For each statement below, state whether the passage on transpiration agrees with it, answering yes or no and quoting the deciding words of that passage: (a) In most plants, stomata are more numerous on the upper sides of the leaves. (b) Mass flow of liquid water from the roots to the leaves is driven mainly by water potential differences. (c) Roots absorb water by osmosis.
─── Given passage
Transpiration is the process of water movement through a plant and its evaporation from aerial parts, such as leaves, stems and flowers. Water is necessary for plants but only a small amount of water taken up by the roots is used for growth and metabolism. The remaining 97–99.5% is lost by transpiration and guttation. Leaf surfaces are dotted with pores called stomata (singular "stoma"), and in most plants they are more numerous on the undersides of the foliage. The stomata are bordered by guard cells and their stomatal accessory cells (together known as stomatal complex) that open and close the pore. Transpiration occurs through the stomatal apertures, and can be thought of as a necessary "cost" associated with the opening of the stomata to allow the diffusion of carbon dioxide gas from the air for photosynthesis. Transpiration also cools plants, changes osmotic pressure of cells, and enables mass flow of mineral nutrients and water from roots to shoots. Two major factors influence the rate of water flow from the soil to the roots: the hydraulic conductivity of the soil and the magnitude of the pressure gradient through the soil. Both of these factors influence the rate of bulk flow of water moving from the roots to the stomatal pores in the leaves via the xylem.

Mass flow of liquid water from the roots to the leaves is driven in part by capillary action, but primarily driven by water potential differences. If the water potential in the ambient air is lower than the water potential in the leaf airspace of the stomatal pore, water vapor will travel down the gradient and move from the leaf airspace to the atmosphere. This movement lowers the water potential in the leaf airspace and causes evaporation of liquid water from the mesophyll cell walls. This evaporation increases the tension on the water menisci in the cell walls and decreases their radius and thus the tension that is exerted on the water in the cells. Because of the cohesive properties of water, the tension travels through the leaf cells to the leaf and stem xylem where a momentary negative pressure is created as water is pulled up the xylem from the roots. As evaporation occurs at the leaf surface, the properties of adhesion and cohesion work in tandem to pull water molecules from the roots, through xylem tissue, and out of the plant through stomata. In taller plants and trees, the force of gravity pulling the water inside can only be overcome by the decrease in hydrostatic pressure in the upper parts of the plants due to the diffusion of water out of stomata into the atmosphere. Water is absorbed by the roots by osmosis, and any dissolved mineral nutrients travel with it through the xylem.

The cohesion-tension theory explains how leaves pull water through the xylem. Water molecules stick together or exhibit cohesion. As a water molecule evaporates from the surface of the leaf, it pulls on the adjacent water molecule, creating a continuous flow of water through the plant.

Etymology
We can see the history of the word transpiration when we break it down into trans, a Latin noun that means "across," and spiration, which comes from the Latin verb spīrāre, meaning "to breathe." The motion suffix adds the meaning "the act of," so we can see transpiration is, literally, "the ACT of breathing across," which clearly identifies vapor emission from plant leaves.
──────
─── Information provided
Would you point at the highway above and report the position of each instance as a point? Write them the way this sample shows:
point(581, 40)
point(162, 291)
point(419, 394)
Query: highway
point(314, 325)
──────
*Task output*.
(a) No: "in most plants they are more numerous on the undersides of the foliage."
(b) Yes: "but primarily driven by water potential differences."
(c) Yes: "Water is absorbed by the roots by osmosis."